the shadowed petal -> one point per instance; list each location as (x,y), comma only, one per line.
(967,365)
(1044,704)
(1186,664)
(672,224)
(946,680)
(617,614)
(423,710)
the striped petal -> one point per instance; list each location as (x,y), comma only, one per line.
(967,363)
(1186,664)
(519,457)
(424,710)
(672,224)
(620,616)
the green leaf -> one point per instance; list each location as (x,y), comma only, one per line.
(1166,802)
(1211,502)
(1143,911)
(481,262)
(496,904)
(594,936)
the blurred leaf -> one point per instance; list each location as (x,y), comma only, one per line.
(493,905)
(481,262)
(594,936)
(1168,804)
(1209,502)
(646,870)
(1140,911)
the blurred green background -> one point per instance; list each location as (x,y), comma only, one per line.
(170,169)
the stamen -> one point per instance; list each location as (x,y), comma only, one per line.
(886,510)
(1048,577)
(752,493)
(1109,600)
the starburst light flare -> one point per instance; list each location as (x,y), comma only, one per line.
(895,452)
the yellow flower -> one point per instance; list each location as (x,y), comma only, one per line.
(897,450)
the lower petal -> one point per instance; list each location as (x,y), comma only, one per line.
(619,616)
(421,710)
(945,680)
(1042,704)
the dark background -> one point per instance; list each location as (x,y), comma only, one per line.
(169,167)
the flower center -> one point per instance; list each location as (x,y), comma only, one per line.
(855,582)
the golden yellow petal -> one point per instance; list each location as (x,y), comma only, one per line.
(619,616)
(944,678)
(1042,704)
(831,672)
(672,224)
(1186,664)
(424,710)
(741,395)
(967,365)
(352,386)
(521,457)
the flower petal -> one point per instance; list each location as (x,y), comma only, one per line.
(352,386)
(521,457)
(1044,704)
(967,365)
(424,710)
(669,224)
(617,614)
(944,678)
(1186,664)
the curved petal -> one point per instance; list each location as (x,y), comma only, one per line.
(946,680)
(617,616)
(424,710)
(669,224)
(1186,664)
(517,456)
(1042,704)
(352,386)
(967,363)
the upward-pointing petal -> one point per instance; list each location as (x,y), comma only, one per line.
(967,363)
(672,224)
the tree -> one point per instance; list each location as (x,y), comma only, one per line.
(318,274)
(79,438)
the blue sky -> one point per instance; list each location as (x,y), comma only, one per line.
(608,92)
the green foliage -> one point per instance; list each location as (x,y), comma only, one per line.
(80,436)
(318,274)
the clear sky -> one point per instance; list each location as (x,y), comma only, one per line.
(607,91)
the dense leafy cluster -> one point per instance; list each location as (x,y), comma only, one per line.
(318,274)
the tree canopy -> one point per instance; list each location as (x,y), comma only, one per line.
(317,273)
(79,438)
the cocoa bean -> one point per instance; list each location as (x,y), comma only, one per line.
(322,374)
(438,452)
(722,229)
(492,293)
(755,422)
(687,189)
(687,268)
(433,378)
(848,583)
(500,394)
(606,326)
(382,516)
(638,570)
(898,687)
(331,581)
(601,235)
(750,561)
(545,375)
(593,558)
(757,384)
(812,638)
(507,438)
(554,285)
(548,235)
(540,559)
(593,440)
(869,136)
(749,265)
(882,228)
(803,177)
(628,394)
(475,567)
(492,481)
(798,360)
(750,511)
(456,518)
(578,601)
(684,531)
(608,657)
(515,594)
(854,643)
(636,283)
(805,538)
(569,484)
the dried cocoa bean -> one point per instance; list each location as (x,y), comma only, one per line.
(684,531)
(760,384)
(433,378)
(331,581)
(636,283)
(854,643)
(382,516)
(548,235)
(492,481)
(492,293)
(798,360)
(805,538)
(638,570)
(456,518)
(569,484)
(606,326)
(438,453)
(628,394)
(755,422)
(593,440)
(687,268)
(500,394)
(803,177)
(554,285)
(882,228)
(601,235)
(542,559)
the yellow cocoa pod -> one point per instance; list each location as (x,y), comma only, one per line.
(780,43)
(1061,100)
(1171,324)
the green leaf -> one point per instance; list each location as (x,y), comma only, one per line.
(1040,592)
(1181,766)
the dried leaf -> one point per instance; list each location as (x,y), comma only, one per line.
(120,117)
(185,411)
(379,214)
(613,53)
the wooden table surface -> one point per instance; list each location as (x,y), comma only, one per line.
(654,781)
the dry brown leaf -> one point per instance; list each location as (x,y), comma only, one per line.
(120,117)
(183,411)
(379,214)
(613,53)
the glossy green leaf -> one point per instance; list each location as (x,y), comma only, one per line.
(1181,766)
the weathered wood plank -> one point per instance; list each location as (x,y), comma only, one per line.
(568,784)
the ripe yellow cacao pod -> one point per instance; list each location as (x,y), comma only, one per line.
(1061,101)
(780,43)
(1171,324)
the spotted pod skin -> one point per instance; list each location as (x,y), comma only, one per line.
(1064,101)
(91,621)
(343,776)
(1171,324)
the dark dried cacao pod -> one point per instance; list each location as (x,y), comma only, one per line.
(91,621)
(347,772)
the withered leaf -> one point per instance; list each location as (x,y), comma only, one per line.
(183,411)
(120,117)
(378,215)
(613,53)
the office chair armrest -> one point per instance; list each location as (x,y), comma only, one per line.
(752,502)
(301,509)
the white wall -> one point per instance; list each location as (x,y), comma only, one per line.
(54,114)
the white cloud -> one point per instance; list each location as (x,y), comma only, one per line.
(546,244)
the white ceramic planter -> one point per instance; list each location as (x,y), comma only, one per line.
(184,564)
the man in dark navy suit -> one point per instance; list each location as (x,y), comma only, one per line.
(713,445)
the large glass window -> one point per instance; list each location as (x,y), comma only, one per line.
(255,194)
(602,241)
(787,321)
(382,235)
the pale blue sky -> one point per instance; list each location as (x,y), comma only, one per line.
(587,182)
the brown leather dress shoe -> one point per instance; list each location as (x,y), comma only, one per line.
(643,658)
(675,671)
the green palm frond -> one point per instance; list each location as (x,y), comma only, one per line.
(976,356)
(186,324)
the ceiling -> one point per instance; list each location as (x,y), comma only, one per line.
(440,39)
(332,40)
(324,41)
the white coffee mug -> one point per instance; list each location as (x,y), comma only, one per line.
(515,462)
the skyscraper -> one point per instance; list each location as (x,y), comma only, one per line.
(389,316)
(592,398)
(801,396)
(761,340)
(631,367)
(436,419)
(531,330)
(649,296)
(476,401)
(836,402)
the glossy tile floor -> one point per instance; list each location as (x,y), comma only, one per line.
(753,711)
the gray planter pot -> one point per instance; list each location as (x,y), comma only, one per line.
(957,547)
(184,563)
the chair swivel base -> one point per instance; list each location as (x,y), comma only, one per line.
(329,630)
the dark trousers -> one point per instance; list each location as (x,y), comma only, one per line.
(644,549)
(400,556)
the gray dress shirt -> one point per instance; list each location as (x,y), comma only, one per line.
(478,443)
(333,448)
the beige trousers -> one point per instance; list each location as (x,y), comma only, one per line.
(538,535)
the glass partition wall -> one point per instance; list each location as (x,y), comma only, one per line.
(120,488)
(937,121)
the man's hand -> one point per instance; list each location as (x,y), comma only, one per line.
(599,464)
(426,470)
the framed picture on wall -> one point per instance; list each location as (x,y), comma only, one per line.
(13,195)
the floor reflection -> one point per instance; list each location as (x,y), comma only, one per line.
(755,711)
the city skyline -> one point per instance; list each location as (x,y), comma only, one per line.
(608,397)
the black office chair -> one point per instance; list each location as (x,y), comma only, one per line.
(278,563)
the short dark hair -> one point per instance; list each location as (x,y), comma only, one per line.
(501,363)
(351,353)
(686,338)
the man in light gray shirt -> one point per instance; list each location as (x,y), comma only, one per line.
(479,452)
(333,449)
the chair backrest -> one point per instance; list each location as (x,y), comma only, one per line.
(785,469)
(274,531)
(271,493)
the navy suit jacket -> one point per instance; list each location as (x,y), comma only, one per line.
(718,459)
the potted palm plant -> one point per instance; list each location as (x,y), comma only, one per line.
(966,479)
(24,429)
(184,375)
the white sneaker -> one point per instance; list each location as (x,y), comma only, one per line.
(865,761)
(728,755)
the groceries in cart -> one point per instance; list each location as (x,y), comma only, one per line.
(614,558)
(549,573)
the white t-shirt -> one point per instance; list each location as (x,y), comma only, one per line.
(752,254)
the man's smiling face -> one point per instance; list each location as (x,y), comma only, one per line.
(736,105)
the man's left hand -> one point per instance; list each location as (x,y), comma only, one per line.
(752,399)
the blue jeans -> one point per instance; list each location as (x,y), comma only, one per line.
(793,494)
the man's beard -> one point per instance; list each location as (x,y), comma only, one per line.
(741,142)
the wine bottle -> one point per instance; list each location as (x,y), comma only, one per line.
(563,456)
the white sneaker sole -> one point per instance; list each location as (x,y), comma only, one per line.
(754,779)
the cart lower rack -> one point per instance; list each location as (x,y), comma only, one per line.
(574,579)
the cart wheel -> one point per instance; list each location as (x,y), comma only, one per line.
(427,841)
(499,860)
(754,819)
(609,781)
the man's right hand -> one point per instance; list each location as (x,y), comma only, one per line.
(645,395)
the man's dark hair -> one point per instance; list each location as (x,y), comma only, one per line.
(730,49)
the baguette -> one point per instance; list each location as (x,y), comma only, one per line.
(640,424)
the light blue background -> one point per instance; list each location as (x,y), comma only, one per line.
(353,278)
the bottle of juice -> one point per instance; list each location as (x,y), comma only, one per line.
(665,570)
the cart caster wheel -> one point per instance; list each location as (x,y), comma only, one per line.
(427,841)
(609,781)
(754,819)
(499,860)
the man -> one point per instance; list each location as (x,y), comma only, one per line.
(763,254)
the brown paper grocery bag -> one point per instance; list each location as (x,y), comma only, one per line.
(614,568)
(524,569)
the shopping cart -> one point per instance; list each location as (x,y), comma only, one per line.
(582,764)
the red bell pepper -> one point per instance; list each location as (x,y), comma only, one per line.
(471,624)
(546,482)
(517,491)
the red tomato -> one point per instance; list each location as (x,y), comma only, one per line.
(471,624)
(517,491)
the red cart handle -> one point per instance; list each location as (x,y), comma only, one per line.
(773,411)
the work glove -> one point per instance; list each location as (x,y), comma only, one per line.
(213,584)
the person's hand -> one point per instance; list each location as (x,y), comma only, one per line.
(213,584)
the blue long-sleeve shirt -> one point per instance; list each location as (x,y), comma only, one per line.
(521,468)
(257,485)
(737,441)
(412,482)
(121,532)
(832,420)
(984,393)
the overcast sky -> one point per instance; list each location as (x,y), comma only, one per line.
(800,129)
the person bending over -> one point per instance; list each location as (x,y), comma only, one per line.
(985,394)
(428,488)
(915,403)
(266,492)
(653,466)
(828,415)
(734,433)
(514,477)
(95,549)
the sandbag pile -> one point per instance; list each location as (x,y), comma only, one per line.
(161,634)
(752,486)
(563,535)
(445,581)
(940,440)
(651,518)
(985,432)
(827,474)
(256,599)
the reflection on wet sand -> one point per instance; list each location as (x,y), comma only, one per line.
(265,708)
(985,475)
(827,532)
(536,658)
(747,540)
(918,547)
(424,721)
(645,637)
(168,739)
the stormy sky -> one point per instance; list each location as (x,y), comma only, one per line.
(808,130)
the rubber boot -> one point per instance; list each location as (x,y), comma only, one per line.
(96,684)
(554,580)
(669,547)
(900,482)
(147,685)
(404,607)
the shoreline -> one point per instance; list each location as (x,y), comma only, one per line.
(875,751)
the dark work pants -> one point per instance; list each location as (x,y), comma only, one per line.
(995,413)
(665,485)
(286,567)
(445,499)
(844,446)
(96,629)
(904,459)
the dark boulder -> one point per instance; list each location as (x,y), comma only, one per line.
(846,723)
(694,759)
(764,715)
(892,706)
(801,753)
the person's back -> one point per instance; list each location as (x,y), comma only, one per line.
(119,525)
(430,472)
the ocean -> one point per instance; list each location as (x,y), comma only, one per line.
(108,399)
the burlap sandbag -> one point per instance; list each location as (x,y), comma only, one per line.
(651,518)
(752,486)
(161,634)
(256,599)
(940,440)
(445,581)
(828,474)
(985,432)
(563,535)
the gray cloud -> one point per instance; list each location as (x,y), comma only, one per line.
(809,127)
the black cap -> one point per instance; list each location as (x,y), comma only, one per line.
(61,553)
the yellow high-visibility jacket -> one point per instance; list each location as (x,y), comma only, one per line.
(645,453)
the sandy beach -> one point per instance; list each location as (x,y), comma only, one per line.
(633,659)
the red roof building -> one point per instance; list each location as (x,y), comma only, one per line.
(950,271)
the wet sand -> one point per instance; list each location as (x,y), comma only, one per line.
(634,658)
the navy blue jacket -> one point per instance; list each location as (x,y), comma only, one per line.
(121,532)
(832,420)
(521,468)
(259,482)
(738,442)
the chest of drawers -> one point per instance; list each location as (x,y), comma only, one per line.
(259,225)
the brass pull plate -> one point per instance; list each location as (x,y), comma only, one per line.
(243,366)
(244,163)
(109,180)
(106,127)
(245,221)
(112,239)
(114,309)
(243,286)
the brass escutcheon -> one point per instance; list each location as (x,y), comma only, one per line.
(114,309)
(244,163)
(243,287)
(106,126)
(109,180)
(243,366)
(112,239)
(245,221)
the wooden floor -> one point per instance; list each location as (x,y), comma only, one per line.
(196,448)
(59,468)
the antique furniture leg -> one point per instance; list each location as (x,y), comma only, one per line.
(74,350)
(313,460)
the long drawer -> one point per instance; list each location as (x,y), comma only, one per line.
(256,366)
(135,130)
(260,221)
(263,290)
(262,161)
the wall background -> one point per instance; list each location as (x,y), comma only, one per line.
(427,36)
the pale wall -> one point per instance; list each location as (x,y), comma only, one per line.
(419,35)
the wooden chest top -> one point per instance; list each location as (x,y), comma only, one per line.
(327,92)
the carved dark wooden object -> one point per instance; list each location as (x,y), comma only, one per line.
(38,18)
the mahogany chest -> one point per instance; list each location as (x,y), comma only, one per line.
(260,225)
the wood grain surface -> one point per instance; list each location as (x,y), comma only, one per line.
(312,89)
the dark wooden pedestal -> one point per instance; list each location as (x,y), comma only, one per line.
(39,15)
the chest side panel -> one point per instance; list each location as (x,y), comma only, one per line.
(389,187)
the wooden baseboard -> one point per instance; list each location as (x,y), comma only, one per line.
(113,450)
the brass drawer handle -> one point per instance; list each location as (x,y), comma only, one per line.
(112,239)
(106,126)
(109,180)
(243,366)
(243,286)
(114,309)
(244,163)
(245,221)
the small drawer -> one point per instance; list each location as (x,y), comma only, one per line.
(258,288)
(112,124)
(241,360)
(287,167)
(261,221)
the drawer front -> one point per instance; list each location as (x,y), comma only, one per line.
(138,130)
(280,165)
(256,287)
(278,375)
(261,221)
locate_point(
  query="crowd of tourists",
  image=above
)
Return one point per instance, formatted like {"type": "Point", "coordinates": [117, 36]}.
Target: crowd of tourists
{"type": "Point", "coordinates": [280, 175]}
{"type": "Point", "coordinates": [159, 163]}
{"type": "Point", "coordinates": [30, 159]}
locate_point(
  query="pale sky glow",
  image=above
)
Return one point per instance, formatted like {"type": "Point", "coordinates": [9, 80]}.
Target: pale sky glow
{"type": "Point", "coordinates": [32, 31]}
————
Across the entries above, find the lines with the string "formatted" and copy them.

Response area =
Return one point per instance, formatted like {"type": "Point", "coordinates": [117, 36]}.
Return one point per instance, formatted like {"type": "Point", "coordinates": [9, 80]}.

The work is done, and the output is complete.